Objective: Copy the lines below verbatim, beginning with the line that includes "the pink petal" and continuing to the end; leave out everything before it.

Provided records:

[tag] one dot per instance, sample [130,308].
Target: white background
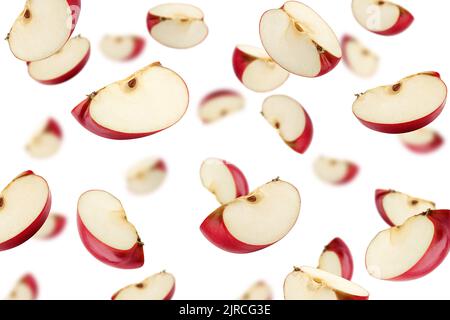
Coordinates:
[168,221]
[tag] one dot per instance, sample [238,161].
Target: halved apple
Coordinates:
[223,179]
[106,232]
[258,291]
[291,120]
[25,289]
[255,221]
[53,227]
[24,207]
[337,259]
[361,60]
[43,28]
[47,141]
[160,286]
[410,104]
[150,100]
[335,171]
[256,69]
[396,207]
[64,64]
[412,250]
[382,17]
[299,40]
[219,104]
[422,141]
[146,176]
[177,25]
[307,283]
[122,48]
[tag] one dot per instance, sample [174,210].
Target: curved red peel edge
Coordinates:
[132,258]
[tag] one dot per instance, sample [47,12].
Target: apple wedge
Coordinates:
[255,221]
[359,59]
[337,259]
[160,286]
[47,141]
[219,104]
[150,100]
[106,233]
[177,25]
[64,64]
[422,141]
[53,227]
[412,250]
[122,48]
[223,179]
[256,69]
[291,120]
[259,291]
[24,207]
[299,40]
[43,28]
[409,105]
[307,283]
[25,289]
[146,176]
[382,17]
[396,208]
[335,171]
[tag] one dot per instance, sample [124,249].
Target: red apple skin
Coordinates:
[33,227]
[139,45]
[404,22]
[70,74]
[122,259]
[339,247]
[82,115]
[437,251]
[31,282]
[240,181]
[214,229]
[414,125]
[379,196]
[437,142]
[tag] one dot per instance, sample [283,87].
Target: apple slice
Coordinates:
[160,286]
[291,120]
[299,40]
[307,283]
[219,104]
[47,141]
[25,289]
[362,61]
[64,64]
[412,250]
[382,17]
[177,25]
[255,221]
[106,232]
[53,227]
[410,104]
[122,48]
[335,171]
[43,28]
[259,291]
[337,259]
[223,179]
[422,141]
[150,100]
[146,176]
[396,207]
[24,207]
[256,69]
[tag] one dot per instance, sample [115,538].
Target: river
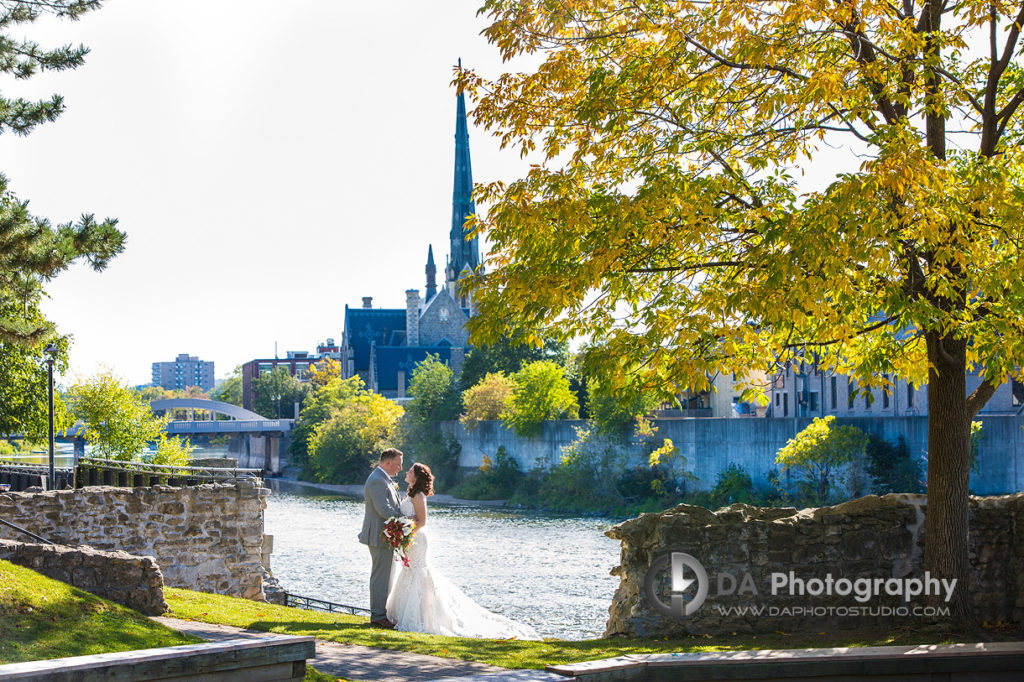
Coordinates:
[549,571]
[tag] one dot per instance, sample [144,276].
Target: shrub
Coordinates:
[343,448]
[818,453]
[638,483]
[498,479]
[486,400]
[542,392]
[891,468]
[733,485]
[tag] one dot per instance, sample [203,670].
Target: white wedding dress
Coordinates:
[421,599]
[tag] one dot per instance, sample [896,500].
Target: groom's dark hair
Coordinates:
[390,454]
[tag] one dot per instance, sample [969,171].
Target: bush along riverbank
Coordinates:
[510,653]
[821,465]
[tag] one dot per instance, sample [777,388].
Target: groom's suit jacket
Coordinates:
[381,498]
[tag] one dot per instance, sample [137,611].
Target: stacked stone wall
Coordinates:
[872,538]
[207,538]
[134,582]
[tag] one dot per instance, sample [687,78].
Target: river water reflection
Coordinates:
[549,571]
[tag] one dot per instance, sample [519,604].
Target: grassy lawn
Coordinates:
[354,630]
[43,619]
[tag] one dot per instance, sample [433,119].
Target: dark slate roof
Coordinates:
[391,359]
[364,326]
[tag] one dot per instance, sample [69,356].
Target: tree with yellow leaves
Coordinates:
[681,211]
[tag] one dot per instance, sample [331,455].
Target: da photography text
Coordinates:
[690,586]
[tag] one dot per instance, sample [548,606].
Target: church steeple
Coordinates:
[465,253]
[431,274]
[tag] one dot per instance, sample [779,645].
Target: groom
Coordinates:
[381,495]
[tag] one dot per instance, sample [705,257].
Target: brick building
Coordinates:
[183,372]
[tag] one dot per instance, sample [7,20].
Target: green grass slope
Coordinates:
[507,653]
[41,617]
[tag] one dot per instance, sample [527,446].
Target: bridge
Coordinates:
[239,419]
[255,440]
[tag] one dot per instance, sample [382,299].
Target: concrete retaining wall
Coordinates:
[134,582]
[869,539]
[712,444]
[207,538]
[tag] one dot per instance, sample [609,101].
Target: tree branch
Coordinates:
[979,397]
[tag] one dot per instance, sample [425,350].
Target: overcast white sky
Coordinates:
[270,162]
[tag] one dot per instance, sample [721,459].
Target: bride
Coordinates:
[421,599]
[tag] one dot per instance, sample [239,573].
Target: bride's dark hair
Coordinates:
[424,480]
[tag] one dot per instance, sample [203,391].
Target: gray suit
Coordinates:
[381,503]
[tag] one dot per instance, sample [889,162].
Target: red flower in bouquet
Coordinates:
[398,533]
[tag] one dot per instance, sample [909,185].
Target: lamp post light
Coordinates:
[51,352]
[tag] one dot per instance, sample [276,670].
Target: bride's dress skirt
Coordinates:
[421,599]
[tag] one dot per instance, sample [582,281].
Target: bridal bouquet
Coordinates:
[398,533]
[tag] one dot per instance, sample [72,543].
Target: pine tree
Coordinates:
[32,250]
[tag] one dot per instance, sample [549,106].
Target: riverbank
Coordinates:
[511,653]
[354,492]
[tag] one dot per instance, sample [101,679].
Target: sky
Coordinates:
[269,162]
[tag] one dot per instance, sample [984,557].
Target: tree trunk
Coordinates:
[948,470]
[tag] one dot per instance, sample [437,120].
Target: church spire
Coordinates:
[431,274]
[465,253]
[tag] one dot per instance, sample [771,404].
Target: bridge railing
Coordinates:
[229,426]
[17,476]
[95,471]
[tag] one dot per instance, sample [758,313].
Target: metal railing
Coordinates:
[28,533]
[19,476]
[95,471]
[312,604]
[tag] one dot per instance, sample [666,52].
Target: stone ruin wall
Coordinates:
[207,538]
[134,582]
[871,537]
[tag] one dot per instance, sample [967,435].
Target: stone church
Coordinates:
[384,345]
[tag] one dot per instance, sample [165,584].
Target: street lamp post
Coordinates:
[51,351]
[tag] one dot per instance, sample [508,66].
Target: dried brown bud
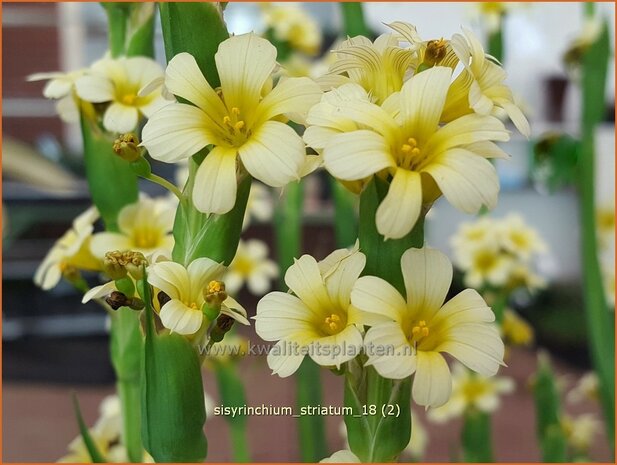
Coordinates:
[127,147]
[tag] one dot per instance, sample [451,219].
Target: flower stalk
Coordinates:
[600,322]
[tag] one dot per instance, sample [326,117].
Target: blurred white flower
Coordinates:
[144,226]
[61,87]
[70,252]
[472,391]
[341,456]
[259,205]
[119,82]
[587,388]
[251,266]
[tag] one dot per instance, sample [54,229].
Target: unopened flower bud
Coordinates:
[222,327]
[113,265]
[117,299]
[215,293]
[134,263]
[127,147]
[435,52]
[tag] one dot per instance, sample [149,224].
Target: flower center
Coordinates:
[236,127]
[146,238]
[129,99]
[410,155]
[334,323]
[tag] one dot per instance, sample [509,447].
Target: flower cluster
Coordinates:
[331,304]
[400,111]
[498,253]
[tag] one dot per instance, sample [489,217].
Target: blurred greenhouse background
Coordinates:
[52,344]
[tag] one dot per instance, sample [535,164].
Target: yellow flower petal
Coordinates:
[466,180]
[427,274]
[179,318]
[176,132]
[244,63]
[399,210]
[357,155]
[374,295]
[215,182]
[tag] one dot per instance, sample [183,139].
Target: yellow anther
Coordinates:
[129,99]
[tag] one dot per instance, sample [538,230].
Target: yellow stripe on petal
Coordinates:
[357,155]
[184,79]
[422,101]
[432,382]
[427,274]
[275,154]
[374,295]
[400,209]
[176,132]
[215,182]
[466,180]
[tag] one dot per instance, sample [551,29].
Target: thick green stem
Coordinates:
[313,446]
[476,437]
[600,321]
[345,221]
[126,349]
[288,231]
[353,19]
[374,436]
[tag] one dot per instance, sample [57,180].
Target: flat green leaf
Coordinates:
[111,181]
[476,437]
[173,410]
[93,451]
[197,28]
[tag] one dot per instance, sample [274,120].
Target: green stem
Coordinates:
[600,321]
[345,221]
[353,20]
[288,231]
[476,437]
[313,446]
[232,394]
[166,184]
[118,16]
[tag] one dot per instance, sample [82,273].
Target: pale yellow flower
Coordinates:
[587,388]
[144,226]
[515,330]
[471,391]
[518,238]
[422,327]
[480,87]
[342,456]
[293,25]
[580,431]
[61,87]
[380,67]
[251,266]
[319,319]
[404,139]
[241,121]
[185,287]
[119,82]
[71,251]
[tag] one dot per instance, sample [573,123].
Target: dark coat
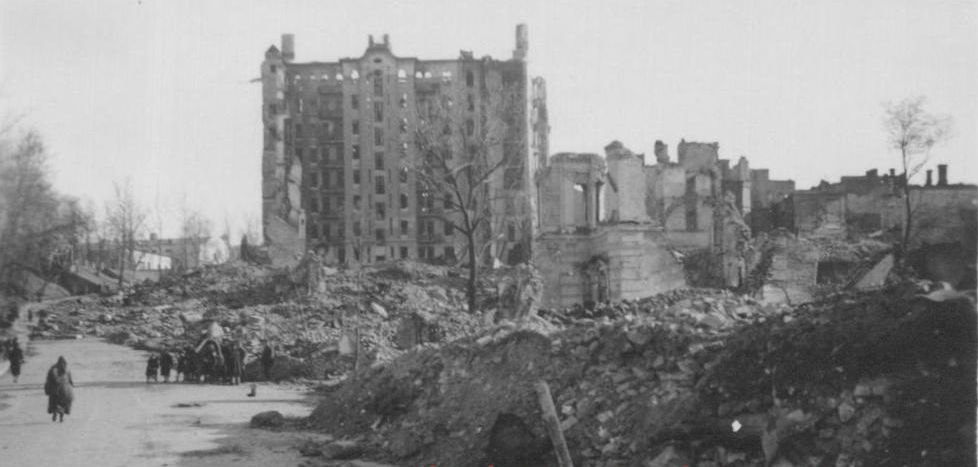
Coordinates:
[152,365]
[16,359]
[166,362]
[58,389]
[235,360]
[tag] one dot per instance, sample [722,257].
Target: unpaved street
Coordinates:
[119,420]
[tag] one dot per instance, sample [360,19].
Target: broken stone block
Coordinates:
[342,450]
[268,419]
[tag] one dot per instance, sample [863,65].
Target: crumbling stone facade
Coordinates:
[609,226]
[943,213]
[338,136]
[582,255]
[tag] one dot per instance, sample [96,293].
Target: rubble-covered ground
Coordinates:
[389,307]
[691,377]
[687,378]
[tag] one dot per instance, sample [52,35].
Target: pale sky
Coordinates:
[160,91]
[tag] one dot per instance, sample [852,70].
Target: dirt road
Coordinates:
[119,420]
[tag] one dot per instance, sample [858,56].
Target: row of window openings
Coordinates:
[425,202]
[330,154]
[425,229]
[401,76]
[328,128]
[424,252]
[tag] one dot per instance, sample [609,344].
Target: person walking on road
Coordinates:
[16,357]
[152,368]
[267,360]
[235,360]
[166,364]
[58,389]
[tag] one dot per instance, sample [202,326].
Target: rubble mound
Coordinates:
[707,377]
[306,312]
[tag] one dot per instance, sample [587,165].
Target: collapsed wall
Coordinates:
[619,262]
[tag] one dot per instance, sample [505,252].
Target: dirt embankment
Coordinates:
[881,378]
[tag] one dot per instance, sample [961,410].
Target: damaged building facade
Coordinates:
[868,203]
[612,227]
[338,141]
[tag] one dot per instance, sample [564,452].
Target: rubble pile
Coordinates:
[692,377]
[305,312]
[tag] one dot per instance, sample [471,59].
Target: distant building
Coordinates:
[337,138]
[868,203]
[608,225]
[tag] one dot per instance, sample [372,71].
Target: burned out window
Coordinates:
[513,178]
[378,111]
[378,83]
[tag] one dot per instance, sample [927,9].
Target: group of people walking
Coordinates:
[209,362]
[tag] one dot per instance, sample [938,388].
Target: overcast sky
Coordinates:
[160,91]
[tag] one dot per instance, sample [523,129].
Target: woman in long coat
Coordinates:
[235,359]
[58,389]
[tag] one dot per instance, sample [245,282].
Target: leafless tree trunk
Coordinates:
[914,132]
[125,219]
[459,157]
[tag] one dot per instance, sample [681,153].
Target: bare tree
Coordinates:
[39,229]
[125,219]
[463,153]
[195,230]
[913,131]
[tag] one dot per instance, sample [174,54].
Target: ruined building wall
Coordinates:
[625,200]
[336,176]
[623,262]
[282,215]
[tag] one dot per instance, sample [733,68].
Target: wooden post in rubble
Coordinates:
[356,351]
[552,423]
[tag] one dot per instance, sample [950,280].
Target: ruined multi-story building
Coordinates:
[609,225]
[338,141]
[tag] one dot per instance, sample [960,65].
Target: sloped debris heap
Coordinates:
[881,378]
[306,316]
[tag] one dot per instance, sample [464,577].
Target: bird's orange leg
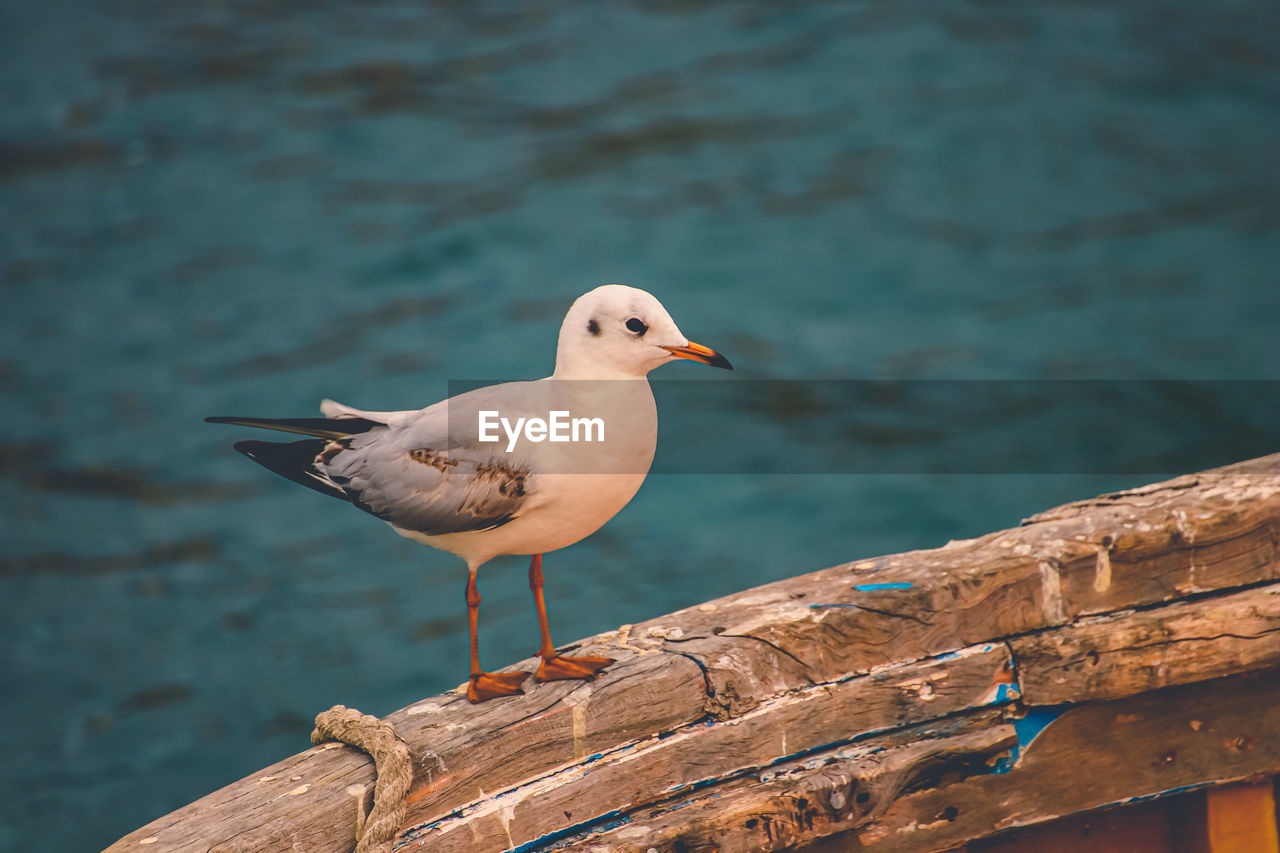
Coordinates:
[485,685]
[556,667]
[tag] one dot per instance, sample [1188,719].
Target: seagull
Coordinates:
[520,468]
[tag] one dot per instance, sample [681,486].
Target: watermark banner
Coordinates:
[1137,427]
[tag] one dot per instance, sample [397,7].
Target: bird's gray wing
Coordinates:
[420,478]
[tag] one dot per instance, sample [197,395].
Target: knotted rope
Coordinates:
[392,763]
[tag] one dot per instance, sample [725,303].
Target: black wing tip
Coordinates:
[316,427]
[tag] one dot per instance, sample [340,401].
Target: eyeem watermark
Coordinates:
[558,427]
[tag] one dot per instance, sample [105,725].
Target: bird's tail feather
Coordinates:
[318,427]
[293,460]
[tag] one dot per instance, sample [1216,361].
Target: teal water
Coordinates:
[241,208]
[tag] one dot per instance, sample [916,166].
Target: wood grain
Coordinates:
[936,788]
[782,652]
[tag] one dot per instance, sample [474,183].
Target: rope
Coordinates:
[392,765]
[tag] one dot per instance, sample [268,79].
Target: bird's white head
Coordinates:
[622,332]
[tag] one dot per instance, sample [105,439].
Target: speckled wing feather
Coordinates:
[421,480]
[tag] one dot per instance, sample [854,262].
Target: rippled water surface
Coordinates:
[241,208]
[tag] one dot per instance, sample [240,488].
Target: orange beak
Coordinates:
[698,352]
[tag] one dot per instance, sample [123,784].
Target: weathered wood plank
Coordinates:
[1207,532]
[942,790]
[1105,657]
[1242,819]
[707,752]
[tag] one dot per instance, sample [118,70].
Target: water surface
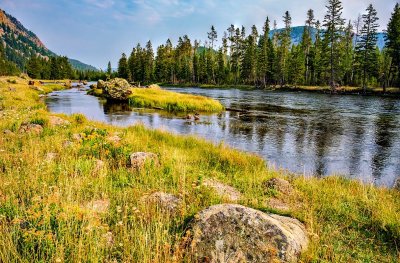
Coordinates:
[307,133]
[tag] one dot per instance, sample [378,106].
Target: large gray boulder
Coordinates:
[116,89]
[235,233]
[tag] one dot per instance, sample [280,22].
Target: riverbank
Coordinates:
[391,91]
[154,97]
[66,193]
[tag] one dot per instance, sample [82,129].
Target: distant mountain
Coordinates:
[20,43]
[297,33]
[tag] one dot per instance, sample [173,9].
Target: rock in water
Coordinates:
[235,233]
[139,159]
[101,84]
[116,89]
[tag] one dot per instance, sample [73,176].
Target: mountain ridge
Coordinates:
[20,43]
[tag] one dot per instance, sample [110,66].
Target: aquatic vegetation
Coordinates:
[172,101]
[85,204]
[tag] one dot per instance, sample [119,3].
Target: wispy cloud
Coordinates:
[101,3]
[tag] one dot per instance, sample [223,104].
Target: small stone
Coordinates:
[166,202]
[51,157]
[235,233]
[139,159]
[77,136]
[223,190]
[114,139]
[280,185]
[99,206]
[278,204]
[57,121]
[8,132]
[67,144]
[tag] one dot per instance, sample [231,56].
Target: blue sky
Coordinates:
[96,31]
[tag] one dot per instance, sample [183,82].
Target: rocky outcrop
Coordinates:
[223,190]
[280,185]
[139,159]
[166,202]
[235,233]
[116,89]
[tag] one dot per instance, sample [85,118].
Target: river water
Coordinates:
[307,133]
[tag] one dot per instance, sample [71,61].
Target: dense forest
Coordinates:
[340,53]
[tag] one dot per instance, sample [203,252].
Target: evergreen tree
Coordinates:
[334,23]
[109,69]
[393,44]
[366,47]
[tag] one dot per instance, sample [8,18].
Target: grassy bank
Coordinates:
[346,90]
[342,90]
[157,98]
[173,101]
[49,180]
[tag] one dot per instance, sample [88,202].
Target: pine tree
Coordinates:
[366,46]
[109,69]
[306,42]
[123,67]
[393,44]
[283,50]
[334,23]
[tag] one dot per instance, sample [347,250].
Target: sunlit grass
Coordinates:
[173,101]
[44,216]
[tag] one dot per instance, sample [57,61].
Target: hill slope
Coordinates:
[21,43]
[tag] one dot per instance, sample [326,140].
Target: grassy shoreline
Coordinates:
[154,97]
[48,179]
[391,91]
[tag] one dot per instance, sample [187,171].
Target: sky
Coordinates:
[98,31]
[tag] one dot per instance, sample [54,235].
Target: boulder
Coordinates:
[166,202]
[280,185]
[116,89]
[101,84]
[57,121]
[139,159]
[235,233]
[223,190]
[30,128]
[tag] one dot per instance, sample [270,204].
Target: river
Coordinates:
[306,133]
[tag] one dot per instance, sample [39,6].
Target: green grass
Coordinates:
[173,101]
[43,203]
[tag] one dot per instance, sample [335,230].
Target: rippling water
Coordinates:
[312,134]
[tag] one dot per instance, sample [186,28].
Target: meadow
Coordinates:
[67,193]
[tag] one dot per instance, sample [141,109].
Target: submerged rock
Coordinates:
[223,190]
[166,202]
[116,89]
[139,159]
[235,233]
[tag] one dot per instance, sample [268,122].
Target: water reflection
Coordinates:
[307,133]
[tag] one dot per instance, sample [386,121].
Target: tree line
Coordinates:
[332,52]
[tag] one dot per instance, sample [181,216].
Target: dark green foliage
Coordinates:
[367,45]
[393,45]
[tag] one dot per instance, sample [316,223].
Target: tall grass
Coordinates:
[173,101]
[44,214]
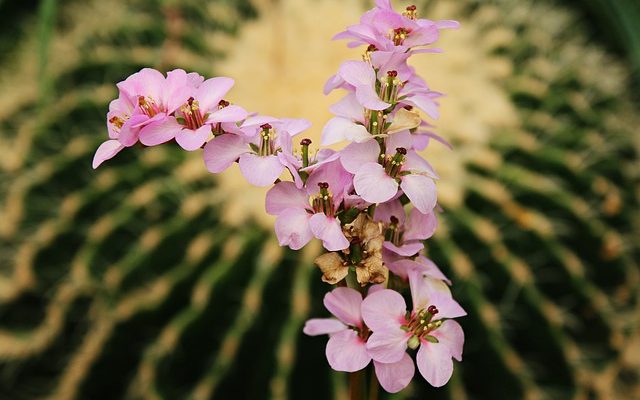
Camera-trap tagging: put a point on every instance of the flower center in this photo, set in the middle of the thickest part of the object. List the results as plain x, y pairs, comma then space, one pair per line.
267, 140
398, 35
393, 164
148, 106
411, 12
323, 201
192, 117
117, 122
421, 324
389, 87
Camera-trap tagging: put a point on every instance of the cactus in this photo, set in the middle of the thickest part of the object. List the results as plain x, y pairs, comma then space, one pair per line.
131, 282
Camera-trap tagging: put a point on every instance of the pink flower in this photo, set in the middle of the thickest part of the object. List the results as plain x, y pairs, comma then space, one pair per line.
387, 30
119, 120
422, 265
359, 77
310, 211
262, 151
403, 235
203, 112
346, 349
196, 116
394, 329
155, 98
378, 182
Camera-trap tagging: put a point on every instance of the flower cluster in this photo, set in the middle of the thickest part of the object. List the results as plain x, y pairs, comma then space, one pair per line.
372, 204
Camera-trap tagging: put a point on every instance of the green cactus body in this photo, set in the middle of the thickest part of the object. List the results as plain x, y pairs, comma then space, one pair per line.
128, 282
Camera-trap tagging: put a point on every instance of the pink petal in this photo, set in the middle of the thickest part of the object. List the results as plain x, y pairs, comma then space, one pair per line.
420, 226
329, 231
130, 131
222, 151
147, 82
160, 132
292, 228
450, 334
384, 310
434, 363
322, 326
191, 140
293, 164
426, 292
423, 36
260, 171
369, 99
421, 190
230, 113
357, 73
406, 250
257, 120
394, 377
399, 139
106, 151
335, 175
285, 195
447, 24
345, 304
294, 126
355, 155
373, 184
346, 352
211, 91
425, 103
339, 129
388, 346
385, 211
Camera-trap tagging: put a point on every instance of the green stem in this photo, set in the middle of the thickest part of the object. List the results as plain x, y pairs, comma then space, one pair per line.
373, 386
356, 385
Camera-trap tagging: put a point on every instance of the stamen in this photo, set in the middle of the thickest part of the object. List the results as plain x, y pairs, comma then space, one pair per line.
411, 12
193, 118
305, 151
266, 142
116, 121
323, 202
393, 233
148, 106
394, 164
398, 35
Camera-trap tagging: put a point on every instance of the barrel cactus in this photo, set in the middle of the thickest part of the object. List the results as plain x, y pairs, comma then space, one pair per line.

Written response:
Camera-trap tagging: put a point on every instance of the pink petal in this photo, set in the middle of the thickest part of the object. List the results as plain x, y pairs, comma then space, one pair per line.
420, 226
329, 231
130, 131
222, 151
147, 82
160, 132
292, 228
450, 334
384, 310
434, 363
322, 326
191, 140
293, 164
426, 292
423, 36
260, 171
369, 99
421, 190
230, 113
357, 73
406, 250
257, 120
394, 377
399, 139
106, 151
335, 175
285, 195
447, 24
345, 304
294, 126
355, 155
373, 184
346, 352
211, 91
425, 103
339, 129
388, 346
385, 211
Camera-trap tagging: put a point on every instance of the green stem in this photo, set in the middle of the thickest part of the object. List the results as plain x, y pairs, comma then space, one pair per line.
373, 386
356, 385
Camera-trap tagging: put a point on every instance of the stamen in this photo, set in the middle of the thickest part of the object. List the results as plain x, y pairs, comma then space, one pair per line.
411, 12
193, 118
305, 151
266, 142
116, 121
323, 202
393, 233
148, 106
394, 164
398, 35
Camera-trap tagging: put a point on every instance of the barrel cactus in this photo, set in the middle of the thickest part of the object. List the results as plain x, y pairs, comma then space, one pair per line.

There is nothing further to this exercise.